(Records for the exercise)

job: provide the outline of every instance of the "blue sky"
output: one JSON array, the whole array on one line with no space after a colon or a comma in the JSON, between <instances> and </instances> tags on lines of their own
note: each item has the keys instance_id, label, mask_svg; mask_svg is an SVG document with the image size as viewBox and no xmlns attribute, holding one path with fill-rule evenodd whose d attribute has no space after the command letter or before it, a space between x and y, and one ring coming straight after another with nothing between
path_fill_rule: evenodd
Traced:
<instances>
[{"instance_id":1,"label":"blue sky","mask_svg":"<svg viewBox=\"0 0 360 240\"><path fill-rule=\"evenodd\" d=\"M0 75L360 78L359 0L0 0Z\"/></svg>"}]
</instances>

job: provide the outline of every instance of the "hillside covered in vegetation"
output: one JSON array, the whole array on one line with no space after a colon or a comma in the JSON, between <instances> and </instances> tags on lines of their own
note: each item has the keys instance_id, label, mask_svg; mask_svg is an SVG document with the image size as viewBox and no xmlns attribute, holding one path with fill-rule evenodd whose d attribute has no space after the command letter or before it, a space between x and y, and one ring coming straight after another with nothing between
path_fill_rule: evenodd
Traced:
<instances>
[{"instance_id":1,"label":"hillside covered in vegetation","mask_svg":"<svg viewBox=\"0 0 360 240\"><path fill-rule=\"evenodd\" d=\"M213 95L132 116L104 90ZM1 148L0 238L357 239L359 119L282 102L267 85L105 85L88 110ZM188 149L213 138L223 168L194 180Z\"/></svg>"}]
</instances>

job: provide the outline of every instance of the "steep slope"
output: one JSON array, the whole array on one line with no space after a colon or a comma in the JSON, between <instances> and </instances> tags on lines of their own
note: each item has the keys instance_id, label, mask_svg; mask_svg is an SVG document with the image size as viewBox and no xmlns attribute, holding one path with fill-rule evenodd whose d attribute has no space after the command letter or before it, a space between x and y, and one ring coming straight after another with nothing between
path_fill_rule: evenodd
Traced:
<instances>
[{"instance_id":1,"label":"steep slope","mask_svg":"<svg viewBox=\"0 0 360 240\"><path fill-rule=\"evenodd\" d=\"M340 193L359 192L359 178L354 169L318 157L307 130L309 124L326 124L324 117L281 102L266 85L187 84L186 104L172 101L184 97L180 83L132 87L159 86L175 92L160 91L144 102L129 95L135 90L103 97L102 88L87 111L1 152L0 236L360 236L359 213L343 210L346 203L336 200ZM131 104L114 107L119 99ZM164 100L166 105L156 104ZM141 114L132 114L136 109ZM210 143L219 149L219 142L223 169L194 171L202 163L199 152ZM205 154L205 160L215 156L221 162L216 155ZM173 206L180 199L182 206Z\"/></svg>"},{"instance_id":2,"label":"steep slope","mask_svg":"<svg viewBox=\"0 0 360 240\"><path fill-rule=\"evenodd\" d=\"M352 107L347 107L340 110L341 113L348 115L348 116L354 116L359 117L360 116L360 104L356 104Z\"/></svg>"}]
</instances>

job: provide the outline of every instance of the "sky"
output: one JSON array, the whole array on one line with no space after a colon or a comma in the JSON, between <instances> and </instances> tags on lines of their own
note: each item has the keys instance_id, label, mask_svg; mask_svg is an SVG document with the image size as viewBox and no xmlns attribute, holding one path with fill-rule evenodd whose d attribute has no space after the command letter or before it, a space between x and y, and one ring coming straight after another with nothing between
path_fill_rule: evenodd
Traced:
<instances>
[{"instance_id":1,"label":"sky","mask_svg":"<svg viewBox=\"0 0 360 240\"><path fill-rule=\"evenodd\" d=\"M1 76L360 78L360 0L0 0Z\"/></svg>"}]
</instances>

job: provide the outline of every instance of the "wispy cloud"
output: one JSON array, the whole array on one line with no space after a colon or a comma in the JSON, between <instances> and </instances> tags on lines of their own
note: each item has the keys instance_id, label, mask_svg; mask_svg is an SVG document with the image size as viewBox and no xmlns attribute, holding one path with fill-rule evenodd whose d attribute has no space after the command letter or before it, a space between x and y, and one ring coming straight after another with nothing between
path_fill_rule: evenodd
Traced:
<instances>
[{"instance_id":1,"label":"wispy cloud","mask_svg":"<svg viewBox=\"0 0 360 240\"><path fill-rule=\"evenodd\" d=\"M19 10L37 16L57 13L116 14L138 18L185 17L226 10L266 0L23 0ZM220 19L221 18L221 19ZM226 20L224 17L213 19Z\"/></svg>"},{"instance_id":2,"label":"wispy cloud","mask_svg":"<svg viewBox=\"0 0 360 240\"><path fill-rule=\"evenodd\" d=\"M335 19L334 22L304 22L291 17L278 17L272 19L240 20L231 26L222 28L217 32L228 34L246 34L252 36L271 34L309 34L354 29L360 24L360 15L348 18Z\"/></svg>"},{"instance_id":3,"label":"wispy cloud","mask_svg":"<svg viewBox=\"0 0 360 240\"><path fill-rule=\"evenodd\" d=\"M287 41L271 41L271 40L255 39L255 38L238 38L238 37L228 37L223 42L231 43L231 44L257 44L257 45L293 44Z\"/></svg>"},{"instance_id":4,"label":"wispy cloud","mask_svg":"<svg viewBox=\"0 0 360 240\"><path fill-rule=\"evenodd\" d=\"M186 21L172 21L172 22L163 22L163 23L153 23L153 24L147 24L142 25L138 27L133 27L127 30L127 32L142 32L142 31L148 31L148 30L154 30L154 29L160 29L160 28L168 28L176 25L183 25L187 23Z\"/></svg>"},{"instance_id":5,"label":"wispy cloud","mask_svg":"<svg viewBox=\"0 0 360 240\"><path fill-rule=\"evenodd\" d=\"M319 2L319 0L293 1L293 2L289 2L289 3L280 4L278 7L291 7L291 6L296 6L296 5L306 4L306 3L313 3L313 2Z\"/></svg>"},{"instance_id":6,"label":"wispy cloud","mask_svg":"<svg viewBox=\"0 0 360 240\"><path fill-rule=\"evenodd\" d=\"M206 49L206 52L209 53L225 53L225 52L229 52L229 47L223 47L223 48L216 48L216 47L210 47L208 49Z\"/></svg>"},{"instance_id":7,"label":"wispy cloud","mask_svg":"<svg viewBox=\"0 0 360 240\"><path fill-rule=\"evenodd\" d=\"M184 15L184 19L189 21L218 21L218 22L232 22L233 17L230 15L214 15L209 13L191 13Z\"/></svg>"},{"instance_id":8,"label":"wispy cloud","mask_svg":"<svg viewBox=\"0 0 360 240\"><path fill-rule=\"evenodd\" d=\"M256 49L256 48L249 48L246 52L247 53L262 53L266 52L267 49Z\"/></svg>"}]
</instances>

(End Records for the exercise)

Activity =>
Write back every line of the material exactly as it was provided.

Exercise solution =>
job: provide the outline of every instance of the "blue sky"
output: one JSON array, the whole array on one line with no space after a colon or a comma in the JSON, between <instances> and </instances> tags on lines of their own
note: each item has the keys instance_id, label, mask_svg; mask_svg is an SVG document with the image size as viewBox and no xmlns attribute, holding one path with fill-rule evenodd whose d attribute has no space after the command letter or before it, a space between x and y, and one ring coming straight after another with nothing between
path_fill_rule: evenodd
Traced:
<instances>
[{"instance_id":1,"label":"blue sky","mask_svg":"<svg viewBox=\"0 0 360 240\"><path fill-rule=\"evenodd\" d=\"M0 75L360 78L359 0L0 0Z\"/></svg>"}]
</instances>

job: provide the outline of every instance of the "hillside covered in vegetation"
output: one JSON array, the whole array on one line with no space after a colon or a comma in the JSON, between <instances> and </instances> tags on lines of their own
note: each item has the keys instance_id, label, mask_svg; mask_svg is an SVG document with the image size as viewBox and no xmlns attribute, holding one path with fill-rule evenodd whose d attribute has no space after the command letter or before it, a space between x and y, and one ring coming straight after another with nothing between
path_fill_rule: evenodd
Traced:
<instances>
[{"instance_id":1,"label":"hillside covered in vegetation","mask_svg":"<svg viewBox=\"0 0 360 240\"><path fill-rule=\"evenodd\" d=\"M213 95L132 116L104 90ZM1 148L0 238L357 239L359 119L282 102L267 85L105 85L88 110ZM188 149L213 138L223 168L194 180Z\"/></svg>"}]
</instances>

job: provide the outline of every instance of the "steep slope"
output: one JSON array, the whole array on one line with no space after a colon or a comma in the JSON, between <instances> and </instances> tags on lines of their own
note: each item has the keys instance_id, label, mask_svg; mask_svg is an SVG document with the image size as viewBox and no xmlns attribute, holding one path with fill-rule evenodd whose d attribute has no space after the command letter or before it, a space between x and y, and one ring coming straight after another with nothing between
path_fill_rule: evenodd
Traced:
<instances>
[{"instance_id":1,"label":"steep slope","mask_svg":"<svg viewBox=\"0 0 360 240\"><path fill-rule=\"evenodd\" d=\"M340 193L359 192L359 178L354 169L318 157L307 130L309 124L326 124L324 117L281 102L266 85L187 84L186 104L172 101L184 97L180 83L132 87L159 86L175 92L160 91L144 102L129 95L135 90L103 97L102 88L87 111L1 152L0 236L360 236L359 213L343 210L346 203L336 200ZM131 104L114 107L119 99ZM164 100L166 105L156 104ZM141 114L132 114L136 109ZM210 143L219 149L219 142L223 169L194 171L202 163L199 152ZM205 154L205 160L215 156L221 162L216 155ZM173 206L180 199L182 206Z\"/></svg>"},{"instance_id":2,"label":"steep slope","mask_svg":"<svg viewBox=\"0 0 360 240\"><path fill-rule=\"evenodd\" d=\"M352 107L347 107L340 110L341 113L348 115L348 116L354 116L359 117L360 116L360 104L356 104Z\"/></svg>"}]
</instances>

job: provide the outline of every instance of the "sky"
output: one JSON array, the whole array on one line with no space after a colon or a comma in the JSON, between <instances> and </instances> tags on lines of their own
note: each item has the keys instance_id, label, mask_svg; mask_svg is an SVG document with the image size as viewBox and no xmlns attribute, holding one path with fill-rule evenodd whose d attribute has no space after the command letter or before it, a space between x and y, and one ring coming straight after another with nothing between
path_fill_rule: evenodd
Traced:
<instances>
[{"instance_id":1,"label":"sky","mask_svg":"<svg viewBox=\"0 0 360 240\"><path fill-rule=\"evenodd\" d=\"M1 76L360 78L360 0L0 0Z\"/></svg>"}]
</instances>

job: provide the outline of every instance of the "wispy cloud"
output: one JSON array, the whole array on one line with no space after a colon or a comma in the JSON, between <instances> and </instances> tags on lines of their own
note: each item has the keys instance_id, label, mask_svg; mask_svg is an SVG document with the image size as viewBox and no xmlns attribute, holding one path with fill-rule evenodd whose d attribute has no space after the command letter or before it, a space between x and y, and one ring coming straight after another with nothing between
path_fill_rule: evenodd
Traced:
<instances>
[{"instance_id":1,"label":"wispy cloud","mask_svg":"<svg viewBox=\"0 0 360 240\"><path fill-rule=\"evenodd\" d=\"M19 10L37 16L57 13L116 14L138 18L185 17L226 10L266 0L23 0ZM220 19L221 18L221 19ZM226 20L224 17L213 19Z\"/></svg>"},{"instance_id":2,"label":"wispy cloud","mask_svg":"<svg viewBox=\"0 0 360 240\"><path fill-rule=\"evenodd\" d=\"M335 19L334 22L304 22L291 17L278 17L272 19L240 20L231 26L222 28L217 32L228 34L246 34L252 36L271 34L309 34L354 29L360 24L360 15L348 18Z\"/></svg>"},{"instance_id":3,"label":"wispy cloud","mask_svg":"<svg viewBox=\"0 0 360 240\"><path fill-rule=\"evenodd\" d=\"M287 41L271 41L271 40L255 39L255 38L238 38L238 37L228 37L223 42L231 43L231 44L257 44L257 45L293 44Z\"/></svg>"},{"instance_id":4,"label":"wispy cloud","mask_svg":"<svg viewBox=\"0 0 360 240\"><path fill-rule=\"evenodd\" d=\"M186 21L172 21L172 22L163 22L163 23L153 23L153 24L147 24L142 25L138 27L133 27L127 30L127 32L142 32L142 31L148 31L148 30L154 30L154 29L160 29L160 28L168 28L176 25L183 25L187 23Z\"/></svg>"},{"instance_id":5,"label":"wispy cloud","mask_svg":"<svg viewBox=\"0 0 360 240\"><path fill-rule=\"evenodd\" d=\"M319 2L319 0L293 1L293 2L289 2L289 3L280 4L278 7L291 7L291 6L296 6L296 5L306 4L306 3L313 3L313 2Z\"/></svg>"},{"instance_id":6,"label":"wispy cloud","mask_svg":"<svg viewBox=\"0 0 360 240\"><path fill-rule=\"evenodd\" d=\"M206 49L206 52L209 53L225 53L225 52L229 52L229 47L223 47L223 48L216 48L216 47L210 47L208 49Z\"/></svg>"},{"instance_id":7,"label":"wispy cloud","mask_svg":"<svg viewBox=\"0 0 360 240\"><path fill-rule=\"evenodd\" d=\"M184 15L184 19L189 21L218 21L218 22L232 22L233 17L230 15L214 15L209 13L191 13Z\"/></svg>"},{"instance_id":8,"label":"wispy cloud","mask_svg":"<svg viewBox=\"0 0 360 240\"><path fill-rule=\"evenodd\" d=\"M256 49L256 48L249 48L246 52L247 53L262 53L266 52L267 49Z\"/></svg>"}]
</instances>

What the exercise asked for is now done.